▶ Exercise details
Copy out, word for word, the lines of the listing below from the line with "(a) Identify the wrought" up to and including the line with "[0, 556, 150, 707]".

Records from a data collection:
-- begin --

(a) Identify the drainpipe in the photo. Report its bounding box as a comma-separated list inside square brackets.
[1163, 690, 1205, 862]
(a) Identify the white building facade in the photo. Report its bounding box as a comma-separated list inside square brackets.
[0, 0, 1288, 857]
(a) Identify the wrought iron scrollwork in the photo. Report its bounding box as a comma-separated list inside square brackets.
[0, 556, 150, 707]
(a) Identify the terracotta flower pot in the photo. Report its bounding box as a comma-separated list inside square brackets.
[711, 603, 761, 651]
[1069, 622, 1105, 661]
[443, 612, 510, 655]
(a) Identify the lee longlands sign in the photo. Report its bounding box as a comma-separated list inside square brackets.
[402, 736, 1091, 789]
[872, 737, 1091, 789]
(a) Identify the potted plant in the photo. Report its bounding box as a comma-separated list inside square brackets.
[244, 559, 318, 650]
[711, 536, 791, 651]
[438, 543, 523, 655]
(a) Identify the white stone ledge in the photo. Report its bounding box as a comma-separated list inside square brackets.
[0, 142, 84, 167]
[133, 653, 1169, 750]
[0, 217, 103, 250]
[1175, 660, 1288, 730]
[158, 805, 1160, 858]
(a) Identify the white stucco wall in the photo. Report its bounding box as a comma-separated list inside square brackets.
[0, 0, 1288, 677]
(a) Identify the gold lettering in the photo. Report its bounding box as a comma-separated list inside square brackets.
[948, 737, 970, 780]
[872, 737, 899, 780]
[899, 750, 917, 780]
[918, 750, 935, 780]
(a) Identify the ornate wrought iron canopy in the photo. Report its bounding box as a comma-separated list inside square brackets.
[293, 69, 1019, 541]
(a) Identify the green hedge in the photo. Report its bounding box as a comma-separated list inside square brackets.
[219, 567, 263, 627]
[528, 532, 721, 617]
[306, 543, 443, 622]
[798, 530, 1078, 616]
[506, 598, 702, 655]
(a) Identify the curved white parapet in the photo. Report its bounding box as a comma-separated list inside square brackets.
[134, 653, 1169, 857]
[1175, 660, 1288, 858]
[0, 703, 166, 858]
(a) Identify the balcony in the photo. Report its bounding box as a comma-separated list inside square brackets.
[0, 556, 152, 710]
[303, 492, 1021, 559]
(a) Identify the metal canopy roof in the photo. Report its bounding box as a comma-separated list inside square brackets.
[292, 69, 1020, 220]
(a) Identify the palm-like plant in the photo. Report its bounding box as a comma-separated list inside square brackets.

-- end --

▶ Result for this task
(a) Identify the wrought iron scrollwork in the photo. Report its bounding box as a comma-separated list inside square brackets.
[0, 556, 150, 707]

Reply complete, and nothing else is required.